Retype every record below exactly as it is written.

------------------------------

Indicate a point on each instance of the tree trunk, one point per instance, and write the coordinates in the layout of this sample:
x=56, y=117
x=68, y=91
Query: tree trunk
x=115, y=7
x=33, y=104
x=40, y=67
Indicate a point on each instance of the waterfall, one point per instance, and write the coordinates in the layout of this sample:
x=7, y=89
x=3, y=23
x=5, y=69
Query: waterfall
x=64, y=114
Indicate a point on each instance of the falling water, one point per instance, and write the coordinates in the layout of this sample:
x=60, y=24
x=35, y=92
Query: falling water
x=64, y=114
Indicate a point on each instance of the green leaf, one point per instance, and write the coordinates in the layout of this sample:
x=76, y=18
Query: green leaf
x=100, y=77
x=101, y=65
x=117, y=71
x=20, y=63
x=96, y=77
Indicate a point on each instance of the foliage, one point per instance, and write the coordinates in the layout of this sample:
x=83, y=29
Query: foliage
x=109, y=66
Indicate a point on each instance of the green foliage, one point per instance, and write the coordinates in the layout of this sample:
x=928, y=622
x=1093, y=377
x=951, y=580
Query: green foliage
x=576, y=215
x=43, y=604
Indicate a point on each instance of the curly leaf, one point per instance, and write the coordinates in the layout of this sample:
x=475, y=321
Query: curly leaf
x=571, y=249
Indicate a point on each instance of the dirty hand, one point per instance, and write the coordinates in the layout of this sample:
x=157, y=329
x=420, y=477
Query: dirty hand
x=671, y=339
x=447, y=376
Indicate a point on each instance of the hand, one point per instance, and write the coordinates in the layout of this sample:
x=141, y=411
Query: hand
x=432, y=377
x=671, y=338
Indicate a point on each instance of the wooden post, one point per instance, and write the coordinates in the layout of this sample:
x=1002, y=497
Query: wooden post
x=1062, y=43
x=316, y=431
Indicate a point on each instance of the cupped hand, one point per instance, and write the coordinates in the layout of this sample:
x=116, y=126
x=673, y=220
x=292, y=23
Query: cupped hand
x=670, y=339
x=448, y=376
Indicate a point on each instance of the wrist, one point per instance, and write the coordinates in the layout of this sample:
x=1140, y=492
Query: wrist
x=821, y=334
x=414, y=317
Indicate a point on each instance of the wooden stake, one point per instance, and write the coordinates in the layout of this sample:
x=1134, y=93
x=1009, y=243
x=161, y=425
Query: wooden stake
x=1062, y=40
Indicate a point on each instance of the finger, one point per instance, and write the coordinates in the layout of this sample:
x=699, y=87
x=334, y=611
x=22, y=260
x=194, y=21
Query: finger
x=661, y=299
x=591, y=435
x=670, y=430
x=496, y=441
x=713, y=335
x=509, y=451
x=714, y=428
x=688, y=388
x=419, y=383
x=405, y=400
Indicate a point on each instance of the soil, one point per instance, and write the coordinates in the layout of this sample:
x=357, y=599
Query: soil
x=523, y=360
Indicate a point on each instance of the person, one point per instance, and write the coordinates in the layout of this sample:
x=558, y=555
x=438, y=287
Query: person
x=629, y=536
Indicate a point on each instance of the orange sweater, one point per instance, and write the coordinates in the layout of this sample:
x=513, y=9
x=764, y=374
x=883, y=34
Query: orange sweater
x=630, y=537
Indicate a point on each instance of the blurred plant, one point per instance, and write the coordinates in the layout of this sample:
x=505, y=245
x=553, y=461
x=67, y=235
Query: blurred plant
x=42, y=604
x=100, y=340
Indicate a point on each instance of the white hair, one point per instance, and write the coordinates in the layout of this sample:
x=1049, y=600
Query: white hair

------------------------------

Exercise solution.
Indicate a point on each instance of the tree trunk, one point per instance, and write the coordinates in the layout of this sample:
x=56, y=117
x=68, y=91
Query: tree trunk
x=115, y=7
x=33, y=104
x=40, y=67
Indicate a point on each instance of the waterfall, one point per instance, and write the coordinates in the layout of this sample:
x=7, y=89
x=3, y=23
x=5, y=69
Query: waterfall
x=64, y=114
Indicate a point on each instance of the falling water, one point per instance, and write the coordinates in the layout of this sample:
x=60, y=24
x=35, y=92
Query: falling water
x=64, y=114
Indicate a point on each instance of the green leaf, one point per instance, and write the coordinates in the layout of this sample:
x=76, y=18
Query: green leaf
x=100, y=77
x=101, y=65
x=117, y=71
x=20, y=63
x=96, y=77
Indicate a point on each instance of the foliage, one point per instance, and write the coordinates in the layout of this sample:
x=83, y=29
Query: foliage
x=109, y=66
Indicate a point on each instance of the green foliage, one point per instance, and write the coordinates in the layout of this sample:
x=928, y=622
x=1093, y=377
x=951, y=580
Query: green foliage
x=576, y=215
x=43, y=604
Indicate a point on each instance of the curly leaf, one point per instance, and write the coordinates in the layout of this sample:
x=475, y=321
Query: curly leaf
x=571, y=249
Indicate a point on each instance of the dirty hand, one point per instance, and write the coordinates in the layout of this sample:
x=157, y=329
x=420, y=477
Query: dirty hand
x=671, y=339
x=447, y=376
Indicate a point on each instance of the hand, one point per instance, and write the coordinates in the layout of this sample:
x=141, y=411
Query: hand
x=432, y=377
x=671, y=338
Indicate a point on each instance of the wooden post, one point per instance, and write the coordinates in the layout of this sample:
x=1002, y=497
Query: wooden post
x=1062, y=43
x=316, y=431
Indicate a point on each instance of the cupped hand, one point per instance, and write the coordinates in the layout of this sample:
x=116, y=126
x=673, y=220
x=292, y=23
Query: cupped hand
x=670, y=339
x=448, y=376
Indicate a point on each instance of the wrist, one point per instance, and write the coordinates in the layout of this sample:
x=1140, y=492
Query: wrist
x=821, y=334
x=414, y=317
Indicate a point on each instance of the wooden stake, one point per instance, and write the coordinates in the layout of this sample:
x=1134, y=93
x=1009, y=243
x=161, y=425
Query: wooden stake
x=1062, y=40
Indicate a point on each instance of the finger, one point per instance, and write the coordinates in the layout of this sample:
x=699, y=87
x=334, y=611
x=22, y=260
x=194, y=21
Query: finger
x=661, y=299
x=591, y=435
x=670, y=430
x=496, y=441
x=713, y=335
x=509, y=451
x=714, y=428
x=688, y=388
x=419, y=383
x=405, y=400
Indicate a point on each instance of the soil, one point per instance, and write the coordinates in the layout of this sample:
x=357, y=599
Query: soil
x=523, y=360
Indicate a point on each instance of the person, one point per instance, and write the coordinates in the layout of this sample:
x=558, y=555
x=438, y=287
Query: person
x=629, y=536
Indicate a point on each instance of the orange sweater, one point per instance, and write the coordinates in the layout of this sample:
x=513, y=9
x=764, y=374
x=883, y=34
Query: orange sweater
x=630, y=537
Indicate a point on each instance of the blurred plant, one point per instance, and write the coordinates in the layout of this sample:
x=505, y=245
x=553, y=461
x=67, y=235
Query: blurred plant
x=42, y=604
x=100, y=340
Indicate a point on each instance of the white hair, one point per instance, and write the coordinates in the layout of this sample:
x=1049, y=600
Query: white hair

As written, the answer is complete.